WHAT THE EXERCISE ASKS:
Extract every row below and reproduce each one word for word, with nothing changed or left out.
'''
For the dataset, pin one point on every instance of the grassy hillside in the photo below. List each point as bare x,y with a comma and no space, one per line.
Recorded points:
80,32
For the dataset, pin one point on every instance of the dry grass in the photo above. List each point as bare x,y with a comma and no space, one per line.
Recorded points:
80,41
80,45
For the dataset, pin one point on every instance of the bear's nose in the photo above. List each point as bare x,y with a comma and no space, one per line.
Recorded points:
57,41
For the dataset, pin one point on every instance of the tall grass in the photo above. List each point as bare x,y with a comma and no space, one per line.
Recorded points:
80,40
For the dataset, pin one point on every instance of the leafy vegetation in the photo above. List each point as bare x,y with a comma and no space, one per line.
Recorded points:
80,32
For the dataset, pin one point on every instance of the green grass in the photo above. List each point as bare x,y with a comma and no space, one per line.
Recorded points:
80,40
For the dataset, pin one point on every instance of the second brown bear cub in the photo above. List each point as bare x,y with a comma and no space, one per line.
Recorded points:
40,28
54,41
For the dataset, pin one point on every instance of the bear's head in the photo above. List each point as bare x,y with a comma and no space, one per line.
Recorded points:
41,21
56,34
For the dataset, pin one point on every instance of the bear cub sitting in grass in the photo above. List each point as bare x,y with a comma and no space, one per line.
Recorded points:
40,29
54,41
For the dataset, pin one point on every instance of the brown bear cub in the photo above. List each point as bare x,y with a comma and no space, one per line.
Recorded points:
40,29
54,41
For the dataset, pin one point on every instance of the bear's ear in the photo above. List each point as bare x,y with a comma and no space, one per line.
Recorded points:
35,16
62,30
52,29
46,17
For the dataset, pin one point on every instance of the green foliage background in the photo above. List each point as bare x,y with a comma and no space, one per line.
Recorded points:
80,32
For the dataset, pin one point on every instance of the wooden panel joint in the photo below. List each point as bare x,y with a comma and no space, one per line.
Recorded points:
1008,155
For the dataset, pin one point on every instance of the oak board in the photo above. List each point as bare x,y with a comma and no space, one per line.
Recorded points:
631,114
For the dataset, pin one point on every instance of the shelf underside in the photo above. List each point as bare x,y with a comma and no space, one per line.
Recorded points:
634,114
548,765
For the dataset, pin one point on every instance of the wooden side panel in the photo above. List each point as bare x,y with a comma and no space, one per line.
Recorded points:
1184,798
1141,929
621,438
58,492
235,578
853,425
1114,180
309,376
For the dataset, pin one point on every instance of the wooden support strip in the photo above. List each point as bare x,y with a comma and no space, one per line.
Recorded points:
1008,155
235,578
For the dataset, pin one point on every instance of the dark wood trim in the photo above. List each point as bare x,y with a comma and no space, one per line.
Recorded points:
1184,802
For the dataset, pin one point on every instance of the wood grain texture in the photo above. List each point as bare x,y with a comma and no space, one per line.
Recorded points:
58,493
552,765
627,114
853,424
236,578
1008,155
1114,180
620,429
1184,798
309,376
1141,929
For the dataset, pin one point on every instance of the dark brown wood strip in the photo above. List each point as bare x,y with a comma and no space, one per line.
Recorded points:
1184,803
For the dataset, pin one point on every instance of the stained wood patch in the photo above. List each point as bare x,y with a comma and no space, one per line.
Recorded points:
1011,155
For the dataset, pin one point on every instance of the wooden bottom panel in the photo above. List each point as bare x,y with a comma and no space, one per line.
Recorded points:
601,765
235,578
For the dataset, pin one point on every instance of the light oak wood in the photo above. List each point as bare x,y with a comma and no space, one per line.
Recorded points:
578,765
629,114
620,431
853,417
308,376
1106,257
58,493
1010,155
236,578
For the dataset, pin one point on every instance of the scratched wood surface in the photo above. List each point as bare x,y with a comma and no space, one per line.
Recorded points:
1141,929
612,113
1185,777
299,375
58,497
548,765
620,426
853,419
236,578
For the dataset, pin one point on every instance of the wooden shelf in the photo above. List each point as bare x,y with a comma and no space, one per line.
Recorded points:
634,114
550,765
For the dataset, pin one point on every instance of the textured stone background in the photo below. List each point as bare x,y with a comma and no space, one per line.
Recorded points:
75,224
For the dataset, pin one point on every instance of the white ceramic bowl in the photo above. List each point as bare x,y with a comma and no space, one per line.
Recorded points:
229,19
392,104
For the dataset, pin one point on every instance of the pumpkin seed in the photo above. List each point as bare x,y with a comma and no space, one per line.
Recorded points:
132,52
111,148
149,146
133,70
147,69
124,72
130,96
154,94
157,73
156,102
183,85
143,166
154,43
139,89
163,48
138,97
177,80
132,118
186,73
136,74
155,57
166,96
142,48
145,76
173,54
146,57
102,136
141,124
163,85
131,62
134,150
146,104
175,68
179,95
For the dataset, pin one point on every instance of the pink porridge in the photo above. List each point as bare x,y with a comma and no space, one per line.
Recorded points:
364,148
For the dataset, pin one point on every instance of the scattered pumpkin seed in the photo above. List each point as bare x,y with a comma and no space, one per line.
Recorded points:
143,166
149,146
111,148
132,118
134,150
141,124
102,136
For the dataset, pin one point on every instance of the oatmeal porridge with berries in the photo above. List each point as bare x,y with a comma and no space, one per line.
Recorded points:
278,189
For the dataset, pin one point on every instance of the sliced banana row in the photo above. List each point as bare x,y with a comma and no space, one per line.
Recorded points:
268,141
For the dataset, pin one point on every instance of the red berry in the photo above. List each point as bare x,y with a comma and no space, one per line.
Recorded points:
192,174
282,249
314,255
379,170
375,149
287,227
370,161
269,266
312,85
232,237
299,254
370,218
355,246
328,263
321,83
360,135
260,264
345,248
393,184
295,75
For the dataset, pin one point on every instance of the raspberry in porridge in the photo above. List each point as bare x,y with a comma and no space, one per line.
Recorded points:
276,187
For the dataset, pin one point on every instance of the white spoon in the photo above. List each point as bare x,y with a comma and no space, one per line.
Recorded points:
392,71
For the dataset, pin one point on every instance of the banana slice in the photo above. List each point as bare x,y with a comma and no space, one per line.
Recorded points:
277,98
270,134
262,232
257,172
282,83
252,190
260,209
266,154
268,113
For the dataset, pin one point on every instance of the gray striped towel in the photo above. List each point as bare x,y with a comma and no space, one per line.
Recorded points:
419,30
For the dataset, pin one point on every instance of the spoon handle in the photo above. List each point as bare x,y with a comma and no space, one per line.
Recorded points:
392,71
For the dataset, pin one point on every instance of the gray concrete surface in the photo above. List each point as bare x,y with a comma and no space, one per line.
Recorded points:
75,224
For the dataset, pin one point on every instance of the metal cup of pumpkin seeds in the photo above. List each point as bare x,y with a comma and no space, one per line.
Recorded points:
'''
SOLUTION TO THIS TASK:
For the dataset, pin one point on every instance of the grassy hillside in the photo below. List each point as bare x,y with a comma and no space, one per line.
Recorded points:
80,32
For the dataset, pin one point on every instance of the dry grass in the photo above. List each point as bare x,y with a comma and no space, one per line.
Recorded points:
80,41
80,45
For the dataset, pin one point on every instance of the bear's nose in the photo above. List each point as bare x,y with a comma and no space, one per line.
Recorded points:
57,41
For the dataset, pin one point on every instance of the tall grass in the photo above. List each point as bare x,y with a comma and no space, one per line.
Recorded points:
80,40
For the dataset, pin one point on every instance of the leafy vegetation in the photo above. List each point as bare x,y with a comma and no space, one per line.
Recorded points:
80,32
For the dataset, pin one point on every instance of the green grass in the photo above. List each point as bare x,y with a comma and no space, one per line.
Recorded points:
80,40
For the dataset, pin one point on every instance of the second brown bear cub in the photo above. List each point as bare x,y with a comma and no space, one per line.
Recorded points:
40,28
54,41
For the dataset, pin one point on every instance of the bear's head in the photo above. List each point as bare x,y with a comma and no space, one per line.
Recorded points:
41,21
56,34
For the dataset, pin one point on every instance of the bear cub sitting in grass in the photo above. List each point as bare x,y with a comma and no space, one per line.
Recorded points:
40,29
54,41
For the dataset, pin one point on every instance of the brown bear cub in the photo above. List each point as bare x,y with a comma and no space, one per line.
Recorded points:
40,29
54,41
For the dataset, pin one point on every instance of the bear's ear in the photo above. List each point as bare x,y with a comma and no space, one per line.
Recorded points:
35,16
62,30
52,29
46,17
For the dataset, pin one point on every instance of the green foliage background in the photo above. List each point as bare x,y with a comma and no space, one per line.
Recorded points:
80,32
For the dataset, pin one point on every instance of the wooden panel joint in the photo below. List each point as bare x,y with a comma and no space, one per line.
Recorded points:
1008,155
For the dataset, pin one point on every instance of the oak board in the photo above. List each point as bare x,y with a comma and no space, one per line.
Recorded points:
631,114
For the dataset, pin one point on every instance of the shelf underside in the photo above. List each point as bare x,y with a comma and no space, one per line.
Recorded points:
634,114
548,765
For the dataset, pin one point on every instance of the wooden side panel in the photo above. List each point as bare x,y with a comma and no space, one per line.
Recorded points:
1184,798
1141,929
621,438
58,492
235,578
853,425
1114,180
309,376
For the dataset, pin one point on every instance of the wooden support strip in the photo above. List each point as bare x,y with a comma and no space, one per line.
Recorded points:
1008,155
235,578
For the dataset, pin one point on every instance of the dark wood trim in the photo above. List each point as bare x,y with a comma and no space, one per line.
Recorded points:
1184,802
For the dataset, pin one point on every instance of the wood grain texture in the photo above. List each point as bare x,y with a comma and no space, one per line.
Recorded points:
58,493
552,765
627,114
853,424
236,578
1008,155
1114,180
620,429
1184,798
309,376
1141,929
For the dataset, pin one point on every instance of the dark brown wood strip in the photo above. List each point as bare x,y with a comma and no space, one per line.
Recorded points:
1184,803
For the dataset, pin one point on every instance of the stained wood patch in the photo above. List each point as bare x,y with a comma and no space, one per line.
Recorded points:
1011,155
For the dataset, pin one point on every instance of the wooden bottom panel in the photo above. List each point as bare x,y with a comma and no space, one per line.
Recorded points:
601,765
235,578
For the dataset, pin one point on every instance of the light oak wood in the photo above. List each point as bare x,y with a comma and no space, one per line.
Recorded points:
578,765
629,114
620,431
853,417
308,376
1106,257
58,493
1010,155
236,578
For the dataset, pin one point on every instance of the scratched wood surface in the photo above. List each point as bare x,y with a comma and no space, one per line.
Recorded points:
1141,929
612,113
1185,777
299,375
58,497
548,765
620,426
853,419
236,578
For the dataset, pin one point on every instance of the wooden shelf in the photo above. List each point as bare x,y with a comma and no space, one per line.
Recorded points:
634,114
550,765
For the dataset, pin one point on every instance of the textured stone background in the photo below. List each point as bare x,y with a comma and no space, one per line.
Recorded points:
75,224
For the dataset, pin one point on every instance of the white ceramic bowl in the photo above. List each point as bare x,y with a comma and no space, one per line.
Recorded points:
229,19
392,104
For the dataset, pin one point on every instance of the pumpkin seed in the photo above. List each point as bare x,y with a comma and no space, one per line.
Recorded points:
132,52
111,148
149,146
133,70
147,69
124,72
130,96
154,94
157,73
156,102
183,85
143,166
154,43
139,89
163,48
138,97
177,80
132,118
186,73
136,74
155,57
166,96
142,48
145,76
173,54
146,57
102,136
141,124
163,85
131,62
134,150
146,104
175,68
179,95
For the dataset, pin one point on every instance of the pink porridge in the photo above. List each point as bare x,y with a comma and no space, one per line.
Recorded points:
364,148
For the dataset, pin one point on every instance of the scattered pumpkin seed in the photo above. List each point as bare x,y with a comma and no space, one per line.
Recorded points:
143,166
149,146
111,148
132,118
134,150
141,124
102,136
For the dataset, pin one point on every instance of the oatmeal porridge with berries in the photo above. List each point as bare x,y with a comma and no space, one per line.
Recorded points:
278,189
For the dataset, pin one point on every instance of the sliced banana row in the photo above. List each point as bare x,y with a comma and no space, one per line.
Recorded points:
268,141
For the dataset, pin one point on every instance of the red berry in the photo above. List each point as bare x,y with a comma and no space, one per line.
Recorded points:
192,174
282,249
314,255
379,170
375,149
287,227
370,161
269,266
312,85
232,237
299,254
370,218
355,246
328,263
321,83
360,135
260,264
345,248
393,184
295,75
For the dataset, pin one point on every instance of the raspberry in porridge in the photo above. List each point as bare x,y with a comma and no space, one per line.
Recorded points:
276,187
For the dataset, pin one point on every instance of the white spoon in the photo above. List each point as bare x,y with a comma and no space, one per line.
Recorded points:
392,71
For the dataset, pin one point on every instance of the banana slice in the photo above. List each point as bare x,y with a comma and no space, one per line.
Recorded points:
277,98
270,134
262,232
257,172
282,83
252,190
260,209
266,154
268,113
For the dataset, pin one point on every instance of the gray striped towel in the photo above. List each point as bare x,y with a comma and no space, one per line.
Recorded points:
419,30
For the dataset, pin one point on every instance of the spoon handle in the photo above. List each point as bare x,y with a comma and no space, one per line.
Recorded points:
392,71
For the dataset, pin one point on every instance of the gray concrete surface in the photo above. List each point as bare x,y with a comma and no space, one per line.
Recorded points:
75,224
For the dataset, pin one point on every instance of the metal cup of pumpkin seeds in the photo above. List each point as bare x,y with a comma and no space, one per line.
Recorded points:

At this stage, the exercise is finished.